[Dataset entries]

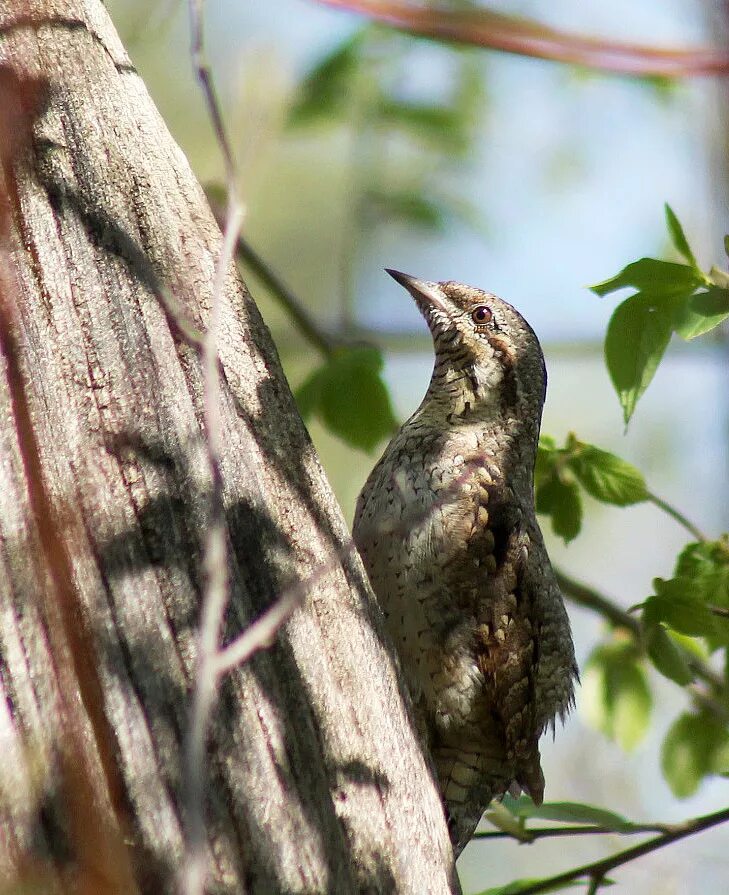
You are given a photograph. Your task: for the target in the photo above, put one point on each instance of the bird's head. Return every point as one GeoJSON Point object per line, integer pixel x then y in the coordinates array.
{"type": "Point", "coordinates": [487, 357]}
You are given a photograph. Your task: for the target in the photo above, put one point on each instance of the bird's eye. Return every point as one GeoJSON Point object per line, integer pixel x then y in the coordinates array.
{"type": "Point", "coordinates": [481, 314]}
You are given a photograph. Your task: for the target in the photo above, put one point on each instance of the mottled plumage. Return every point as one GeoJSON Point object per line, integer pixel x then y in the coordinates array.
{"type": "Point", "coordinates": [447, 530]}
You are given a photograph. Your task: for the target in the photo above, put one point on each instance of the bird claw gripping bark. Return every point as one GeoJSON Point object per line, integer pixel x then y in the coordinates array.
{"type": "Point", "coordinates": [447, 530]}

* * *

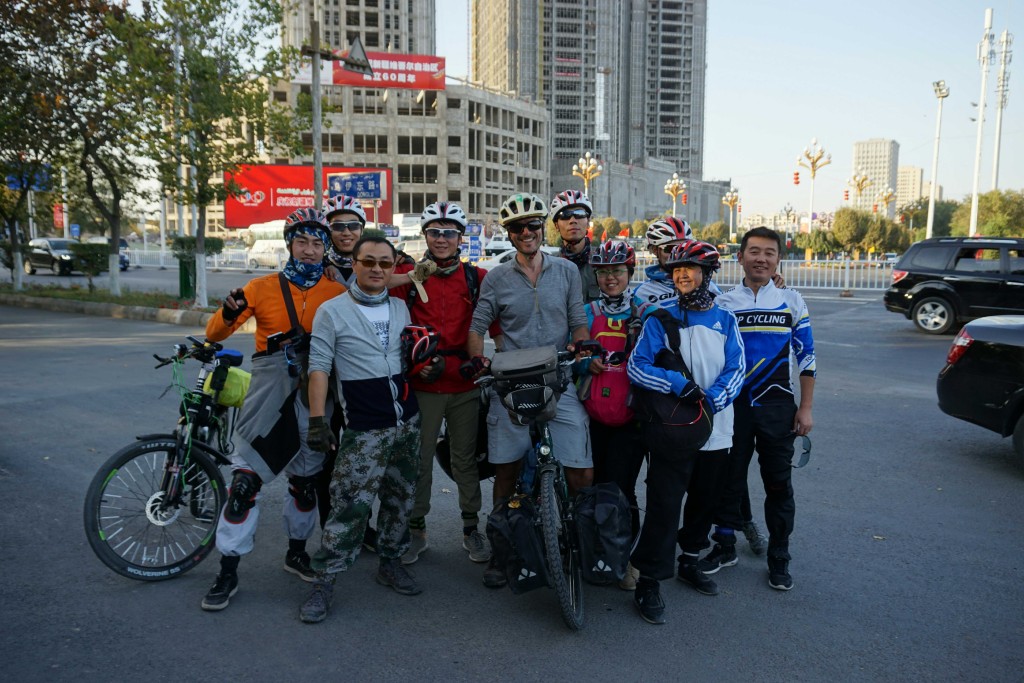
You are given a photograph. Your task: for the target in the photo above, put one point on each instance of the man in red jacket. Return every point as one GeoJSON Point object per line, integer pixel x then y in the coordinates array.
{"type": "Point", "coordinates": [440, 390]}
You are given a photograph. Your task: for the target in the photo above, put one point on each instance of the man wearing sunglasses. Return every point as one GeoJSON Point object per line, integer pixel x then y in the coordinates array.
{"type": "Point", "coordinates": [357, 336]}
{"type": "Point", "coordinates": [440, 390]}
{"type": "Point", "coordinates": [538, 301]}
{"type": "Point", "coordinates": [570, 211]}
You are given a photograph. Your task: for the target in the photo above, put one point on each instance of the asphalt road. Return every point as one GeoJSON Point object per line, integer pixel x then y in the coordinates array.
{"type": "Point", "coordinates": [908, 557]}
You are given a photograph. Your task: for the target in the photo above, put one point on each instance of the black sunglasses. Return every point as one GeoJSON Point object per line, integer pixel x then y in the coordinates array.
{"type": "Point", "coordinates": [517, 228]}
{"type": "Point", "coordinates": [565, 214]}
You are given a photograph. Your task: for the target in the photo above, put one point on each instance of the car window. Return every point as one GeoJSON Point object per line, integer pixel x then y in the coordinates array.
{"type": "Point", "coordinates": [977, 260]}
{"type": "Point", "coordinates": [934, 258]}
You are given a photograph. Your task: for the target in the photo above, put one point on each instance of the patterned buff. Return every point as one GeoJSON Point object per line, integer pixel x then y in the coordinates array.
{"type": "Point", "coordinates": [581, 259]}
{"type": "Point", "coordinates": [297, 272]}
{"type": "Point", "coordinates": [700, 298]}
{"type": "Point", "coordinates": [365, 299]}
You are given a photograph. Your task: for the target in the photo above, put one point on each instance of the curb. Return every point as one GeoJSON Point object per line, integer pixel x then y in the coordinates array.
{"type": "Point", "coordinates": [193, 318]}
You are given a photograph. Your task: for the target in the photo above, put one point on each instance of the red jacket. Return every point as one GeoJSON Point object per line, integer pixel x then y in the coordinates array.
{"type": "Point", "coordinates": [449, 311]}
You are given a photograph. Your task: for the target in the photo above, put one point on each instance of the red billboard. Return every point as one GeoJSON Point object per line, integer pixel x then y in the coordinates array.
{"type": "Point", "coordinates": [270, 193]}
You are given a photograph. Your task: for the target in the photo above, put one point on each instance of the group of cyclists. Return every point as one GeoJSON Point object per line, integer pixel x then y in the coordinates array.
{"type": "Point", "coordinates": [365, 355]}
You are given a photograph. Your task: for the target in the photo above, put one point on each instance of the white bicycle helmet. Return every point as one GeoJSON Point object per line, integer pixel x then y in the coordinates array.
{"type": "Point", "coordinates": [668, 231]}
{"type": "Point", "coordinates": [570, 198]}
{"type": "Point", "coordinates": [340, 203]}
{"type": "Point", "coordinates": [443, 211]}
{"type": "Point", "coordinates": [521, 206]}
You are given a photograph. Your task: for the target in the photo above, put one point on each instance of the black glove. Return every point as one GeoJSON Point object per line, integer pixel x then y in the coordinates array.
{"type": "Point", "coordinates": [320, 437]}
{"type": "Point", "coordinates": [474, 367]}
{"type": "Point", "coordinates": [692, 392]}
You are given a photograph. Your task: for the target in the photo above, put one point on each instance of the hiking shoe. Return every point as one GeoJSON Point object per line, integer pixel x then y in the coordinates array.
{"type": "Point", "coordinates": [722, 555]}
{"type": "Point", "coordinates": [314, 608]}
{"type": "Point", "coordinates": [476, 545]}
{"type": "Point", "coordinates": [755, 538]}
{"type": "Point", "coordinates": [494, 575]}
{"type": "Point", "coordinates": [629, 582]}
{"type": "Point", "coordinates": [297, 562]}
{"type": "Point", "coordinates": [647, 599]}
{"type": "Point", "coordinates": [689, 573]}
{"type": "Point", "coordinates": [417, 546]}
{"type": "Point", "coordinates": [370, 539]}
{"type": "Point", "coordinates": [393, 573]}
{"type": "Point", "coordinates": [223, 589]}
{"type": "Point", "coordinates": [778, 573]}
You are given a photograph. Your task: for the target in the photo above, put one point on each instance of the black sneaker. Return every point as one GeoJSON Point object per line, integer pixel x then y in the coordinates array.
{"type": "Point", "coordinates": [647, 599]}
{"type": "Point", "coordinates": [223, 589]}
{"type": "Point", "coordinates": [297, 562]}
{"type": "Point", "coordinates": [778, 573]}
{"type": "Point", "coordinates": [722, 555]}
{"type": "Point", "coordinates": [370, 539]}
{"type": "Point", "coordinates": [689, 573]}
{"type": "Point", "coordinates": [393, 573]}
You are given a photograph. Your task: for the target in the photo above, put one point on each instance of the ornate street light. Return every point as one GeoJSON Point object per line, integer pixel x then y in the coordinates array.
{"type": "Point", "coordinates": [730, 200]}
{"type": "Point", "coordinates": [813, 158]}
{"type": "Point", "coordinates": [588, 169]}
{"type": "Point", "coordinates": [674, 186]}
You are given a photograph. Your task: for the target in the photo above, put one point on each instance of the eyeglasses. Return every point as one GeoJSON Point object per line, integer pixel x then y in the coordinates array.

Exercise objective ▸
Could you set down, word for word, only the lines above from the line with "of the ornate" to the line with "of the eyeglasses.", including both?

Finished task ▸
You are given a photograph. Your task: for the target in the photo above, put one point on each instance of the ornate street light. Return every point as one GeoJSON Point object per line, integer pixel x then y in the coordinates array.
{"type": "Point", "coordinates": [730, 200]}
{"type": "Point", "coordinates": [813, 158]}
{"type": "Point", "coordinates": [588, 169]}
{"type": "Point", "coordinates": [674, 186]}
You are given a photograph. Your task: for the target in the photo above, put one point on each instance of the eyeglasses. Return every point as one GeoJSON Point object per line, integer pixel x then y in the coordinates array.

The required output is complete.